Kaffee wirkt harntreibend. Aber dem Körper Wasser entziehen? Nein.
Das grosse Abc der Gesundheits-Mythen
Wissen mischt sich mit Glauben. Althergebrachtes trifft auf Neues – und am Schluss weiss niemand mehr, was wirklich zutrifft.
Von Serge Hediger
Wohl in nur wenigen Fachgebieten halten sich Mythen länger und hartnäckiger, als in der Gesundheit. Was ist dran an dem, was wir wissen oder zu wissen glauben?
A) Ja, Rüebli sind gut für die Augen. Das im Gemüse enthaltene Betacarotin ist eine Vorstufe von Vitamin A, das für Funktion und Aufbau unserer Haut, der Schleimhäute und des Blutes notwendig ist – und sich positiv auf die Nachtsicht auswirkt.
B) Nein, Schlafen mit BH erhöht nicht das Risiko auf Brustkrebs. Zwischen BH und Brustkrebs besteht kein Zusammenhang. Ob und welche Kleider man im Bett trägt, ist allein eine Frage der Bequemlichkeit.

━━━

Nenne alle Körperbestandteile, für deren Funktion und Aufbau Vitamin A laut dem Artikel über Gesundheitsmythen notwendig ist. Das Material spielt hierbei keine Rolle.

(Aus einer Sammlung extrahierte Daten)
━━━

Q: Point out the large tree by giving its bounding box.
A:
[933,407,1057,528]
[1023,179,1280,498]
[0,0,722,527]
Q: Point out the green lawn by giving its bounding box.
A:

━━━

Lösung der Aufgabe –
Haut, Schleimhäute, Blut